# PAGE EXCERPT
▽
Humanities
A mathematical model for the process of accumulation of scientific knowledge in the early modern period
M. Zamani, H. El-hajj, et al.
This groundbreaking research by Maryam Zamani, Hassan El-Hajj, Malte Vogl, Holger Kantz, and Matteo Valleriani unveils a mathematical model that deciphers the intricate dynamics of knowledge accumulation during the early modern science era. Using the *Sphaera* corpus of over 350 astronomy textbooks, the study highlights how economic constraints influenced the dissemination of scientific knowledge. Dive in to discover the fascinating interplay of context and knowledge transmission!
~3 min • Beginner • English
Introduction
The study addresses how scientific knowledge circulated and accumulated in early modern Europe, focusing on university astronomy textbooks (15th–17th centuries). Drawing on knowledge economy and evolutionary epistemology, the authors argue that accumulation depends on circulation and consensus around core knowledge. Building on Stephen Cole’s framework distinguishing core versus research-frontier knowledge, they operationalize core knowledge via widely taught textbook content and link rising homogenization to increased circulation. The research question is to quantify and model the dynamics of knowledge circulation (hence accumulation) within the Sphaera corpus and to identify mechanisms and phases driving these processes. The paper employs epidemic-inspired diffusion models (SI and Bass) to capture the non-linear dynamics of adoption of text-parts across editions, hypothesizing that external factors (captured by the Bass model’s parameter) and institutional-economic contexts significantly shape diffusion.
△
Dataset records
▽
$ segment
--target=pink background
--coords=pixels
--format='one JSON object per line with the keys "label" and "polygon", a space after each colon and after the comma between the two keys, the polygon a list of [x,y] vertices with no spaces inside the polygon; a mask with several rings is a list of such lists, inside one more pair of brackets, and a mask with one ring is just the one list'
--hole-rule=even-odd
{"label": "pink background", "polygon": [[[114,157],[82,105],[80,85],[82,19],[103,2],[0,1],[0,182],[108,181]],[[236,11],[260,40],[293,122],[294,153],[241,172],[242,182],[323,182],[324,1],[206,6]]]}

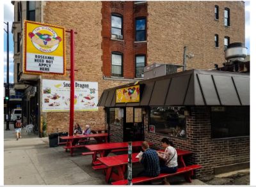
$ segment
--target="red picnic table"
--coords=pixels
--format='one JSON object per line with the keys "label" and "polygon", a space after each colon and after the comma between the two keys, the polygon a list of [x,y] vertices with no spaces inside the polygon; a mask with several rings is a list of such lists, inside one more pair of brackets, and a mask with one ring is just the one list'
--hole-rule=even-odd
{"label": "red picnic table", "polygon": [[[132,147],[140,148],[141,146],[141,144],[143,141],[136,141],[132,142]],[[152,143],[149,143],[149,145],[152,146]],[[124,151],[128,148],[128,142],[115,142],[115,143],[106,143],[94,145],[86,145],[84,146],[86,148],[91,151],[93,151],[94,153],[92,156],[92,165],[100,165],[101,163],[97,161],[98,158],[97,154],[99,154],[100,158],[106,156],[111,151],[115,150],[122,150]],[[133,150],[134,151],[135,150]]]}
{"label": "red picnic table", "polygon": [[70,154],[72,156],[73,149],[76,147],[84,147],[84,145],[73,145],[74,140],[81,140],[87,138],[94,138],[98,143],[102,143],[102,139],[104,139],[104,142],[108,142],[108,133],[99,133],[99,134],[89,134],[89,135],[75,135],[75,136],[67,136],[61,137],[60,138],[63,140],[67,140],[67,145],[64,147],[66,152],[67,149],[70,149]]}
{"label": "red picnic table", "polygon": [[[161,151],[162,151],[163,150]],[[179,167],[186,167],[183,156],[190,154],[192,153],[179,149],[176,149],[176,151],[178,155]],[[132,163],[139,162],[139,158],[136,158],[137,155],[138,153],[132,154]],[[106,183],[109,183],[110,178],[111,178],[112,180],[115,181],[125,179],[124,174],[125,172],[127,165],[128,163],[128,154],[102,157],[99,158],[98,160],[106,166],[106,168],[105,168],[105,180]],[[116,168],[117,169],[118,174],[113,172],[114,168]]]}

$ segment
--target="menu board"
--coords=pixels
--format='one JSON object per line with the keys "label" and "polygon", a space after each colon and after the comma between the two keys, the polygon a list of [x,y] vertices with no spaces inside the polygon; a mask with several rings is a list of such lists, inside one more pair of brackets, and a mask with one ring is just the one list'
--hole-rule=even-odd
{"label": "menu board", "polygon": [[[69,111],[70,98],[70,81],[42,80],[43,112]],[[76,81],[74,103],[76,111],[97,111],[98,82]]]}

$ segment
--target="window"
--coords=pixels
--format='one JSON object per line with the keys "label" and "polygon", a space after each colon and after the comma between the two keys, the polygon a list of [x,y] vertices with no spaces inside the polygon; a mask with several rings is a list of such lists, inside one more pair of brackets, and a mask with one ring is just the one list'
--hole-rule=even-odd
{"label": "window", "polygon": [[112,76],[123,77],[123,54],[112,52]]}
{"label": "window", "polygon": [[111,34],[123,35],[123,17],[121,15],[111,15]]}
{"label": "window", "polygon": [[17,34],[17,52],[20,52],[20,33]]}
{"label": "window", "polygon": [[148,131],[173,137],[186,137],[186,107],[150,107]]}
{"label": "window", "polygon": [[216,34],[214,36],[215,47],[219,47],[219,35]]}
{"label": "window", "polygon": [[215,19],[219,19],[219,6],[215,5],[214,8],[214,13],[215,13]]}
{"label": "window", "polygon": [[146,41],[146,19],[136,19],[136,41]]}
{"label": "window", "polygon": [[36,20],[36,2],[27,1],[27,20]]}
{"label": "window", "polygon": [[224,25],[225,26],[230,26],[230,10],[228,8],[225,8],[224,10]]}
{"label": "window", "polygon": [[226,49],[229,45],[230,39],[228,36],[225,36],[224,38],[224,49]]}
{"label": "window", "polygon": [[212,138],[250,135],[250,107],[212,107],[211,113]]}
{"label": "window", "polygon": [[138,55],[136,56],[136,77],[141,78],[144,77],[144,67],[146,57],[145,55]]}

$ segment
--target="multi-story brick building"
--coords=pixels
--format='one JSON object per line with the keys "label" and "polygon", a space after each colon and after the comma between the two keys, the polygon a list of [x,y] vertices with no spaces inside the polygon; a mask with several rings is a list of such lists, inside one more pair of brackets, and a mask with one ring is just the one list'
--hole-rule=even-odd
{"label": "multi-story brick building", "polygon": [[[97,82],[103,90],[143,79],[143,67],[157,62],[182,64],[187,70],[211,69],[224,61],[229,42],[244,41],[243,1],[12,1],[15,16],[15,89],[25,93],[24,121],[36,113],[47,132],[67,131],[69,113],[42,112],[42,80],[68,80],[65,76],[23,73],[24,20],[74,29],[76,80]],[[66,34],[67,68],[70,68],[70,36]],[[33,94],[31,94],[31,93]],[[106,125],[104,111],[75,112],[75,121],[93,128]]]}

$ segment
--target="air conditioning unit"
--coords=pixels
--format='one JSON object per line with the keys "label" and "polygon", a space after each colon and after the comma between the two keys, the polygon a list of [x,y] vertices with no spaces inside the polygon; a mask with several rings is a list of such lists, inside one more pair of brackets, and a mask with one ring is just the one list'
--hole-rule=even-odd
{"label": "air conditioning unit", "polygon": [[123,35],[112,34],[111,38],[123,40]]}
{"label": "air conditioning unit", "polygon": [[117,39],[123,40],[123,35],[117,35]]}

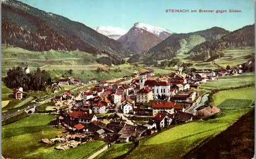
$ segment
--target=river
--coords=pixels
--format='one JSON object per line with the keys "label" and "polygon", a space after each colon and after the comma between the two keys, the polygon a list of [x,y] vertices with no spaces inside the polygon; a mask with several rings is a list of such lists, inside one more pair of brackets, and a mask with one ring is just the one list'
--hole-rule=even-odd
{"label": "river", "polygon": [[196,109],[197,108],[200,107],[201,106],[204,105],[204,102],[205,102],[208,100],[208,96],[209,96],[209,94],[206,94],[202,97],[201,99],[201,101],[197,104],[195,108],[189,111],[190,113],[193,113],[195,111],[196,111]]}

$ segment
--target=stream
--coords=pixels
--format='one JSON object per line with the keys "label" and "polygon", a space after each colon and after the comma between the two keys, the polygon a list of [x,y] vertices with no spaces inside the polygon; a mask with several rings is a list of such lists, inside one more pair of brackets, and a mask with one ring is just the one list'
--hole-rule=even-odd
{"label": "stream", "polygon": [[204,102],[205,102],[207,100],[208,100],[208,96],[209,95],[209,94],[206,94],[204,95],[202,97],[202,98],[201,99],[201,101],[198,102],[198,103],[197,104],[195,108],[194,108],[193,109],[191,110],[190,111],[189,111],[190,113],[193,113],[195,111],[196,111],[196,109],[199,107],[200,107],[201,106],[203,106],[204,105]]}

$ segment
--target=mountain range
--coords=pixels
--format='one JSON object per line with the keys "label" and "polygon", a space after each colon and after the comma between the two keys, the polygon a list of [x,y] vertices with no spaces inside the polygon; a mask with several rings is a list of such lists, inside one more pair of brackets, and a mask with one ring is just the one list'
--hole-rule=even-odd
{"label": "mountain range", "polygon": [[141,53],[161,42],[172,34],[172,32],[166,29],[136,22],[117,41],[128,49]]}
{"label": "mountain range", "polygon": [[186,55],[194,60],[221,57],[221,49],[254,47],[254,25],[233,32],[213,27],[188,33],[136,22],[128,31],[112,27],[93,29],[61,15],[47,13],[15,0],[2,1],[2,44],[30,51],[79,50],[101,55],[108,65],[157,61]]}
{"label": "mountain range", "polygon": [[254,47],[254,25],[229,32],[213,27],[186,34],[173,34],[141,54],[136,54],[128,62],[142,61],[153,64],[158,60],[175,58],[178,54],[189,54],[195,60],[209,60],[220,57],[219,50]]}
{"label": "mountain range", "polygon": [[107,36],[109,38],[114,40],[117,40],[121,36],[127,33],[127,31],[121,28],[111,26],[98,27],[94,28],[94,30],[98,33]]}

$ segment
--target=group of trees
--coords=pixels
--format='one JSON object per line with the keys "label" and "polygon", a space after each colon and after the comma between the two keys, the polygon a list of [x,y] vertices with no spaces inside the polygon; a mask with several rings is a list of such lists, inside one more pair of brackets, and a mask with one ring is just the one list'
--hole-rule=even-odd
{"label": "group of trees", "polygon": [[49,73],[41,71],[40,68],[26,74],[22,67],[17,67],[9,70],[4,83],[9,88],[22,87],[24,91],[46,90],[47,86],[51,84],[51,79]]}

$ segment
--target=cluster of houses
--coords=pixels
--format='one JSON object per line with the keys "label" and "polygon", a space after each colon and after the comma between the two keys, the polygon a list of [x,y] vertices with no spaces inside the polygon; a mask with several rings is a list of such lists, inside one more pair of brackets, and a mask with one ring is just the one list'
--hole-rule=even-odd
{"label": "cluster of houses", "polygon": [[[71,108],[61,112],[59,121],[71,131],[91,135],[95,140],[131,141],[172,125],[190,121],[198,118],[198,113],[208,115],[218,112],[219,110],[212,106],[199,110],[197,113],[185,112],[184,106],[194,102],[198,96],[191,88],[198,88],[207,80],[241,73],[239,70],[180,72],[161,77],[155,77],[153,72],[148,71],[138,75],[129,84],[100,82],[80,92],[76,98],[66,92],[55,100],[75,99],[76,102]],[[66,80],[66,83],[59,84],[74,81]],[[97,81],[92,79],[91,82]],[[108,116],[107,112],[114,113]],[[129,118],[142,116],[150,119],[144,124],[136,124]]]}
{"label": "cluster of houses", "polygon": [[[184,107],[177,104],[180,101],[193,101],[197,96],[189,90],[190,84],[186,75],[153,76],[153,72],[148,71],[140,74],[129,84],[103,81],[80,92],[72,107],[61,113],[59,122],[72,131],[91,135],[95,140],[112,139],[123,142],[195,118],[185,112]],[[74,99],[69,92],[65,95],[62,100]],[[145,109],[140,106],[144,104],[149,106]],[[104,116],[113,112],[112,117]],[[151,119],[143,125],[131,124],[132,121],[123,116],[142,113]]]}

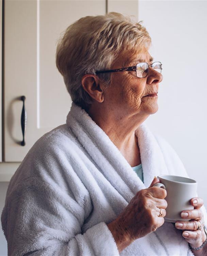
△
Please write the next part of the summary of the paper on knowledge accumulation in early modern science, continuing from its last sentence.

# OUTPUT FOR THIS EXERCISE
Literature Review
The paper situates itself within literature on the knowledge economy and modernization (Mokyr; Castells; Marginson), evolutionary epistemology (Popper), and sociology of science hierarchies and consensus (Cole; Kuhn). It builds on prior historical network analyses of the Sphaera corpus showing homogenization and epistemic community formation (Valleriani et al. 2019, 2022; Zamani et al. 2020). For modeling, it leverages analogies between information diffusion and epidemics (Goffman; Bettencourt et al.; Pastor-Satorras et al.) and innovation adoption (Bass), as well as works on multiplex networks, layer interactions, and entanglement (Renoust; Škrlj & Renoust). It also draws on book history and early modern print markets (Gingerich; Gehl; Maclean) and Jesuit educational networks (Grendler).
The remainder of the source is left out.